▶ Listed records:
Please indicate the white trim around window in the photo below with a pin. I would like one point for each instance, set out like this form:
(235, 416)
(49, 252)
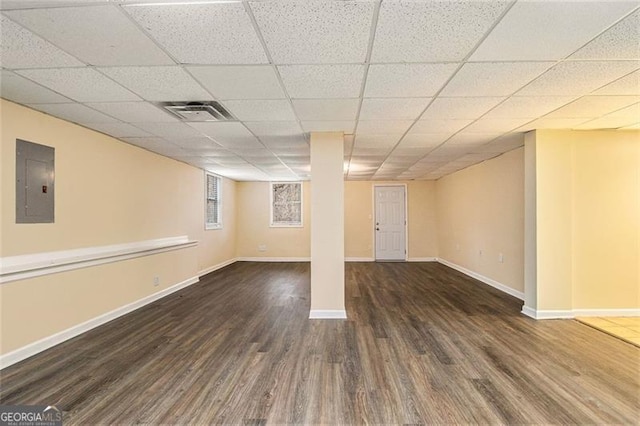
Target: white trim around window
(212, 201)
(283, 222)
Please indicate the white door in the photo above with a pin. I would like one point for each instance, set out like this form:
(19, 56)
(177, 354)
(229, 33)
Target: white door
(390, 222)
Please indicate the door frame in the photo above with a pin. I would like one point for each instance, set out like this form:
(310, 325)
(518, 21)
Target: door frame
(406, 218)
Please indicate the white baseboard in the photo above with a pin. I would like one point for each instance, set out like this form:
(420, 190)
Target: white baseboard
(482, 278)
(573, 313)
(216, 267)
(55, 339)
(21, 267)
(328, 314)
(274, 259)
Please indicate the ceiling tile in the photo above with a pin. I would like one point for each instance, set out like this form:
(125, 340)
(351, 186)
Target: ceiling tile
(159, 83)
(80, 84)
(98, 35)
(21, 48)
(157, 145)
(441, 125)
(274, 128)
(322, 81)
(326, 110)
(118, 130)
(471, 108)
(551, 123)
(284, 141)
(18, 89)
(377, 141)
(134, 111)
(407, 80)
(548, 30)
(497, 125)
(327, 126)
(619, 42)
(425, 140)
(239, 82)
(451, 28)
(383, 126)
(75, 113)
(392, 108)
(593, 106)
(261, 110)
(169, 131)
(493, 79)
(528, 106)
(315, 31)
(563, 79)
(220, 33)
(627, 85)
(229, 135)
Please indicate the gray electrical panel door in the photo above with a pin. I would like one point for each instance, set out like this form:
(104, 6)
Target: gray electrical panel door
(34, 182)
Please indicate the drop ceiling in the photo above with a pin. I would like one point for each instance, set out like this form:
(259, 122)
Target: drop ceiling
(421, 88)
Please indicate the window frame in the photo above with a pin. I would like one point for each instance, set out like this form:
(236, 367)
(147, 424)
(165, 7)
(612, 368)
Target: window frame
(212, 225)
(273, 224)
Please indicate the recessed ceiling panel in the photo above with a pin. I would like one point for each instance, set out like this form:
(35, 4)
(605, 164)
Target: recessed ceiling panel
(219, 33)
(18, 89)
(392, 108)
(493, 79)
(627, 85)
(322, 81)
(383, 126)
(435, 31)
(134, 111)
(75, 113)
(589, 107)
(21, 48)
(159, 83)
(407, 80)
(548, 30)
(264, 110)
(98, 35)
(119, 130)
(312, 32)
(80, 84)
(326, 109)
(527, 107)
(619, 42)
(460, 107)
(239, 82)
(328, 126)
(169, 131)
(274, 128)
(578, 78)
(441, 125)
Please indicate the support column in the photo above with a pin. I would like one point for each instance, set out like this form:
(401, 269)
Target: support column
(327, 226)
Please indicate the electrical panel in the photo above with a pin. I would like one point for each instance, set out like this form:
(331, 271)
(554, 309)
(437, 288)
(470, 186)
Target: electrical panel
(35, 184)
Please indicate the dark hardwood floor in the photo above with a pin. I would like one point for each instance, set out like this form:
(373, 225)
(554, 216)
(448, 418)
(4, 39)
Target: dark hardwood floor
(423, 344)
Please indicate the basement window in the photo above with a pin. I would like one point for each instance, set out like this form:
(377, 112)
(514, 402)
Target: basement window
(286, 204)
(213, 194)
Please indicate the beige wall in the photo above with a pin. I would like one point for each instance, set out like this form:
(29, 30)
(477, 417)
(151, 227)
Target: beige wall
(421, 219)
(253, 211)
(480, 215)
(588, 219)
(107, 192)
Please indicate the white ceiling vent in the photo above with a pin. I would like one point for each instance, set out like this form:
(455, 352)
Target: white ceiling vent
(198, 111)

▶ What is being asked: Reproduce all of the data above word for word, leaving out the picture.

▶ Result of this task:
Please indicate the white trim around window in the photo below with a pin. I would like one point for each instance, set out like this form:
(235, 416)
(49, 252)
Target: white trim around window
(212, 201)
(283, 222)
Please indicate the white door in the photo above with a pin. I would like one point for each instance, set out like this form:
(19, 56)
(177, 354)
(229, 33)
Target: white door
(390, 222)
Please indicate the door frame in the photo above with a pin. I would like one point for each instance, set out like this form:
(310, 325)
(518, 21)
Target: door frame
(406, 218)
Please indicate the white baseboard in the photo above with a pin. I would like one point for each instance, set out like this form:
(420, 190)
Target: white baseboard
(482, 278)
(573, 313)
(216, 267)
(55, 339)
(21, 267)
(328, 314)
(274, 259)
Please indicate the ceiling tile in the photo above with a pin. I would like one point for each instance, set out like this form:
(125, 340)
(351, 186)
Target: ceiling tile
(159, 83)
(80, 84)
(98, 35)
(21, 48)
(157, 145)
(441, 125)
(274, 128)
(322, 81)
(326, 110)
(118, 130)
(471, 108)
(551, 123)
(284, 141)
(18, 89)
(377, 141)
(134, 111)
(407, 80)
(548, 30)
(497, 125)
(327, 126)
(619, 42)
(425, 140)
(239, 82)
(451, 28)
(383, 126)
(75, 113)
(392, 108)
(593, 106)
(261, 110)
(169, 131)
(493, 79)
(528, 106)
(315, 31)
(563, 79)
(220, 33)
(627, 85)
(229, 135)
Please indicate the gray electrical panel door in the photo above with a pin. I would like one point for each instance, set out like this form:
(104, 6)
Target: gray electrical panel door
(34, 182)
Please indicate the drop ceiling in the photo above with a pin. I would like one point for each instance, set out like this form:
(259, 122)
Target: drop ceiling
(421, 88)
Please indicate the window frame in the photo above with a pin. I would like one point for each instance, set out like this form:
(236, 367)
(147, 424)
(165, 7)
(612, 368)
Target: window frame
(212, 225)
(273, 224)
Please indicate the recessed ceiling panel in the photo above with a pin. I would like one point for each instance, set out like this form:
(35, 4)
(605, 164)
Target: recessed ceiling panel
(219, 33)
(18, 89)
(392, 108)
(493, 79)
(627, 85)
(322, 81)
(383, 126)
(435, 31)
(134, 111)
(75, 113)
(589, 107)
(21, 48)
(159, 83)
(407, 80)
(548, 30)
(264, 110)
(98, 35)
(119, 130)
(312, 32)
(80, 84)
(326, 109)
(527, 107)
(619, 42)
(460, 107)
(239, 82)
(328, 126)
(169, 131)
(274, 128)
(578, 78)
(441, 125)
Please indicate the support column in the photo above with a pin. I would like one point for each instance, set out like this form:
(401, 269)
Target: support column
(327, 226)
Please indicate the electrical panel in the photo above with a pin. I would like one point for each instance, set out like this form:
(331, 271)
(554, 309)
(437, 288)
(470, 186)
Target: electrical panel
(35, 184)
Please indicate the dark hardwood floor in the photo above with a pin. I would like one point for each instance, set out like this form:
(373, 225)
(554, 216)
(448, 418)
(4, 39)
Target: dark hardwood floor
(423, 344)
Please indicate the basement window in the photo above with a pin. I would like one point for each instance, set out like this form:
(377, 112)
(514, 402)
Target: basement window
(286, 204)
(213, 194)
Please indicate the beige wall in the photo above with a pin. I would like one point for each instance, set out like this form:
(29, 30)
(477, 417)
(151, 227)
Target: beige wall
(421, 219)
(253, 211)
(480, 215)
(588, 219)
(107, 192)
Please indicate the white ceiling vent in the photo above with a pin. I would like one point for each instance, set out like this form:
(455, 352)
Target: white ceiling vent
(198, 111)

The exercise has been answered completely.